# THE PROBLEM
Identify every line in the rows below that contains the word "person" and copy each of those lines in full.

(Records from a collection)
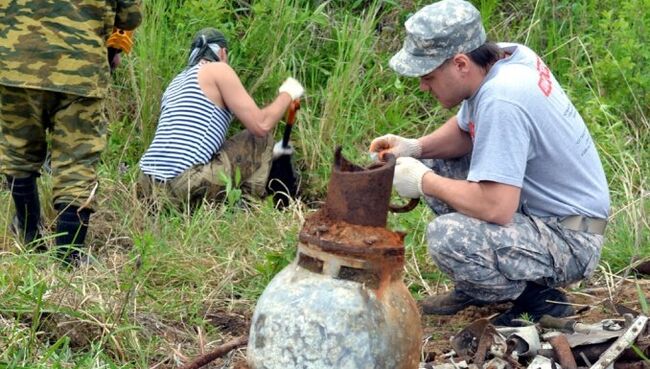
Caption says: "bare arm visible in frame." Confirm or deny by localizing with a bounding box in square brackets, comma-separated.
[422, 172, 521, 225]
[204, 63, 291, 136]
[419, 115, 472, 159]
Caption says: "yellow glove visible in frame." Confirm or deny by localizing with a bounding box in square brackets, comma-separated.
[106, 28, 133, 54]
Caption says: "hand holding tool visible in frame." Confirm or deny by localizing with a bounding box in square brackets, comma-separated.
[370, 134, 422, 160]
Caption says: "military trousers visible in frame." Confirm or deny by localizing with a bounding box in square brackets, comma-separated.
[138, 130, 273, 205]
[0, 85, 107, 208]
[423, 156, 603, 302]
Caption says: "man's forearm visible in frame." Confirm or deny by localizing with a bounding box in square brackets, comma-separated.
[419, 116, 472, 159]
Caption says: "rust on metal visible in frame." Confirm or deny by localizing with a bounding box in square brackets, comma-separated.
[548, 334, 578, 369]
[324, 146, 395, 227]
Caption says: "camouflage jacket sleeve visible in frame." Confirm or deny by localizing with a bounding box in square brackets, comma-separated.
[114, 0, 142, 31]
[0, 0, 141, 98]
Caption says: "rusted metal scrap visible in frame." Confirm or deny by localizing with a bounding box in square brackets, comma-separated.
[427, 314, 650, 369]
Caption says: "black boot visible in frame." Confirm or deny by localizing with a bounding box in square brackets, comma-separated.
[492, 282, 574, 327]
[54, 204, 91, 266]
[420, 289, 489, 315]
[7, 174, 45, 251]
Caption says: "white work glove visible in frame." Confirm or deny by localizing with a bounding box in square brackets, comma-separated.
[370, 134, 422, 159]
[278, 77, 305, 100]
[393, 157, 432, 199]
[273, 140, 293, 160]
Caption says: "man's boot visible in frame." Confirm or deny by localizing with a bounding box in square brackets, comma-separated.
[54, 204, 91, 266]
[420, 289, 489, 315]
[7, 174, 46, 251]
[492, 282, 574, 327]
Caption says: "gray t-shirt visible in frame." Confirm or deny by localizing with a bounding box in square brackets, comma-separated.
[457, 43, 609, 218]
--
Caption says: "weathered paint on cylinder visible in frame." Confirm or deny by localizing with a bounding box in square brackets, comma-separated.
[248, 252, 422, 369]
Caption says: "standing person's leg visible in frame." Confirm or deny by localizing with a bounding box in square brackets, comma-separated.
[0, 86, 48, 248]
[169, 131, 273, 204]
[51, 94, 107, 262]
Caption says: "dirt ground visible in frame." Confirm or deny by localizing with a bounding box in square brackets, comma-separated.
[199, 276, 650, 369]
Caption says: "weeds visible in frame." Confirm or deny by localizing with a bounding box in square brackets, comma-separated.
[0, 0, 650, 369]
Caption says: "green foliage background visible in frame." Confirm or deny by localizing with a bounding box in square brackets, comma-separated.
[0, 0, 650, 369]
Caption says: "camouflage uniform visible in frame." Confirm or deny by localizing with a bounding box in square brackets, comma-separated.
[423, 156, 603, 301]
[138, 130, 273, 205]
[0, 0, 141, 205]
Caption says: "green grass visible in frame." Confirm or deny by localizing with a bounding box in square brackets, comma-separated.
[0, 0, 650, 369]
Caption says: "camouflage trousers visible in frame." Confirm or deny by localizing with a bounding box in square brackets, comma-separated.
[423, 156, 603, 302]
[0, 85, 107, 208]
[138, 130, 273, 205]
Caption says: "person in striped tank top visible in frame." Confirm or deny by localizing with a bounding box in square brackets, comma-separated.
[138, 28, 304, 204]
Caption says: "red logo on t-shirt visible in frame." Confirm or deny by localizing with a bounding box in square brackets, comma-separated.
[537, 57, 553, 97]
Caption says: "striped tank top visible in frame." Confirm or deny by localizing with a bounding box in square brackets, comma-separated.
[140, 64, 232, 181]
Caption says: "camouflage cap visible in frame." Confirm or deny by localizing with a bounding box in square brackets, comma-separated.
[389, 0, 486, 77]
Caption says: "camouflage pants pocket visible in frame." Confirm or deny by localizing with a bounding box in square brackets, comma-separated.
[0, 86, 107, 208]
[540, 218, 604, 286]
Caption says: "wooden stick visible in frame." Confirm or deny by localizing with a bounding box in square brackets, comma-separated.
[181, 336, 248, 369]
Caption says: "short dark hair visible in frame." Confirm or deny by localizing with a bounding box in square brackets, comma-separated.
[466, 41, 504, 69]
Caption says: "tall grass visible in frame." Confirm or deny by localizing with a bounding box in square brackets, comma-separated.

# ANSWER TO THE PROBLEM
Caption says: "standing person's leg visible in frame." Confirm or deny by localizing with a bounding box in square brackets, comma-separated.
Caption says: "person in striped tank top visible in frame." Confirm or deny by localizing with a bounding box in square brackets, comma-separated.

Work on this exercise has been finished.